→ Problem to solve: Print every line of the data exactly as shown.

→ Record excerpts:

-------

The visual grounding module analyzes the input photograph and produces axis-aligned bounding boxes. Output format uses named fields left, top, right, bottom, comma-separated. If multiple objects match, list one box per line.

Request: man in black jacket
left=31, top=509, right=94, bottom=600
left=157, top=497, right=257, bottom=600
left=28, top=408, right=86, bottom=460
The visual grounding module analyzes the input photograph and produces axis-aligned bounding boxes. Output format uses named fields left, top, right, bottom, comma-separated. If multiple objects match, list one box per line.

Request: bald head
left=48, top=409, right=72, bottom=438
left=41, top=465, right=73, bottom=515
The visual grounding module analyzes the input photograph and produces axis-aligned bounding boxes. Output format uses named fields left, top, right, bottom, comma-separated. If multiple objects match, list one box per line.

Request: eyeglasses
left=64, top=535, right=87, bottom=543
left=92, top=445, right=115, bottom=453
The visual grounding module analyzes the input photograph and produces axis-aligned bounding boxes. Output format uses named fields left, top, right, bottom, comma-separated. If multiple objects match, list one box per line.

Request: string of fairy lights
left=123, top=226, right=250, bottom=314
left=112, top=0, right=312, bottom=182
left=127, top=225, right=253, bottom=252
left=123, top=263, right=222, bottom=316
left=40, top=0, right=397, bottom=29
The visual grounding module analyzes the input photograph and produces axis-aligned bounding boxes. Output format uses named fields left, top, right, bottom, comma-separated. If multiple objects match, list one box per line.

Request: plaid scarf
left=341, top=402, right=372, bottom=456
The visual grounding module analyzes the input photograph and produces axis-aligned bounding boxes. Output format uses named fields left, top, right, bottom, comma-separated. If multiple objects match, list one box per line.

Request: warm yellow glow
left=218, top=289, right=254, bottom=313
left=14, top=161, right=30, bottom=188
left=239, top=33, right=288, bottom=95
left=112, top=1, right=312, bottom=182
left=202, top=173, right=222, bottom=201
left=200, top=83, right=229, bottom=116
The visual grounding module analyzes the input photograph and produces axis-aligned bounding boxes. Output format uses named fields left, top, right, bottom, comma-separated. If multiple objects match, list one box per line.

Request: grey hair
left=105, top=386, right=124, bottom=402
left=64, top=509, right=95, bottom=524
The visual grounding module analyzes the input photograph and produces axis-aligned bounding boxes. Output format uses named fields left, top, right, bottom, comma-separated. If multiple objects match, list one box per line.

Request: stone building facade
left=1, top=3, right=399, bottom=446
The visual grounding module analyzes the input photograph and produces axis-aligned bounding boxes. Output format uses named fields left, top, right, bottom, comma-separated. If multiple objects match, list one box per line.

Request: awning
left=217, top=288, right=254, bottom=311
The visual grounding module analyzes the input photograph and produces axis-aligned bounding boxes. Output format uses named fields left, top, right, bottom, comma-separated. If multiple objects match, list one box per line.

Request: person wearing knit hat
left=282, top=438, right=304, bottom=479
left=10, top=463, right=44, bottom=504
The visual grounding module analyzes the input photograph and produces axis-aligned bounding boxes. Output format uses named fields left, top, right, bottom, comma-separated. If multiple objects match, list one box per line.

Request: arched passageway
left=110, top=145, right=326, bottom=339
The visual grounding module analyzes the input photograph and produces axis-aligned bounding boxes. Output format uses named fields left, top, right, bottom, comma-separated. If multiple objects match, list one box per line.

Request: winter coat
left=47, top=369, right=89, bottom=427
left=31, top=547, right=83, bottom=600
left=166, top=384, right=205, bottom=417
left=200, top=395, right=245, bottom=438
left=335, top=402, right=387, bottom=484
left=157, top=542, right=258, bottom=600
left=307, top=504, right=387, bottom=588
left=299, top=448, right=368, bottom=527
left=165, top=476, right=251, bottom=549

-------

→ Solution for this task:
The visual grounding module analyzes the input photograph and produces axis-aligned bounding boxes. Output format uses named fields left, top, right, bottom, comma-separated. If multiple objects match, list one box per line.

Request: man in black jacket
left=31, top=509, right=94, bottom=600
left=157, top=497, right=257, bottom=600
left=28, top=408, right=86, bottom=460
The visual grounding module analyzes the input photograph and produces axis-aligned bounding boxes. Output format uses named fields left, top, right, bottom, comma-separated. If multiple objects match, list one box per line.

Request: bald head
left=48, top=409, right=72, bottom=438
left=41, top=465, right=73, bottom=515
The visual grounding module analyzes the input photograph and produces axis-aligned bounding boxes. Output format uses named fields left, top, right, bottom, comma-separated. If multiple objects match, list one box per line.

Request: eyeglasses
left=64, top=535, right=87, bottom=543
left=92, top=445, right=115, bottom=453
The visual grounding module analyzes the input photograph and produces axis-aligned bounding boxes. Output format uses named fields left, top, right, bottom, comma-separated. If multiple objects match, list one box per line.

Request: string of fairy lights
left=123, top=226, right=250, bottom=314
left=112, top=0, right=312, bottom=182
left=127, top=225, right=253, bottom=252
left=123, top=263, right=222, bottom=316
left=40, top=0, right=397, bottom=29
The visual grounding module analyzes the input photograph and produces axis-aligned bounding boxes. Output format uses named fields left, top, right, bottom, comma-separated. If multiple objects match, list one box per line.

Request: plaid scarf
left=341, top=402, right=372, bottom=456
The visual grounding module analyzes the input photograph and produces axis-aligned bounding boxes. Output format uses named fields left, top, right, bottom, comma-separated. If multiple objects match, list one box per line.

Request: warm yellow glow
left=218, top=289, right=254, bottom=313
left=14, top=161, right=30, bottom=188
left=239, top=33, right=288, bottom=95
left=112, top=1, right=312, bottom=182
left=202, top=173, right=222, bottom=201
left=200, top=83, right=229, bottom=116
The visual grounding module analyzes the input photograph and produces axis-aligned bounding boxes. Output format uses named fields left, top, right, bottom, comma-separated. If multiple objects match, list one box per line.

Request: grey hair
left=105, top=386, right=124, bottom=402
left=64, top=509, right=95, bottom=524
The visual grounding module analyzes the input photograph and produces axis-aligned bounding boxes. Output format uses named fields left, top, right, bottom, comma-separated. If multiple objects match, list one box per line.

Request: stone building facade
left=1, top=3, right=399, bottom=446
The visual grounding module analyzes the input photograph and produces axis-aligned bounding boxes. Output format uses named fields left, top, right, bottom, comma-separated. If multiple objects match, list one box per line.

Request: awning
left=217, top=288, right=254, bottom=311
The visual grounding module analyzes the input photograph and produces axis-aligned bounding boxes. Output format uses named fields left, top, right, bottom, comma-separated. If multiple objects match, list one box per line.

Request: person wearing knit hat
left=282, top=438, right=304, bottom=479
left=10, top=463, right=44, bottom=504
The visual grounding module analyzes the input photograph and produces axis-aligned bounding boxes. Output format uses named fields left, top, right, bottom, comma-separated. If multiple objects match, list one box per line.

Request: arched passageway
left=110, top=145, right=326, bottom=339
The visual grounding module analyzes the input photograph and produces axis-aligned bounding boxes. Output format uses named fields left, top, right, bottom, comma-separated. If multiple objects match, list one box per line.

Request: winter coat
left=47, top=369, right=89, bottom=427
left=31, top=547, right=83, bottom=600
left=166, top=384, right=205, bottom=417
left=200, top=395, right=245, bottom=438
left=335, top=402, right=387, bottom=484
left=157, top=542, right=258, bottom=600
left=307, top=504, right=387, bottom=588
left=299, top=448, right=368, bottom=527
left=165, top=476, right=251, bottom=549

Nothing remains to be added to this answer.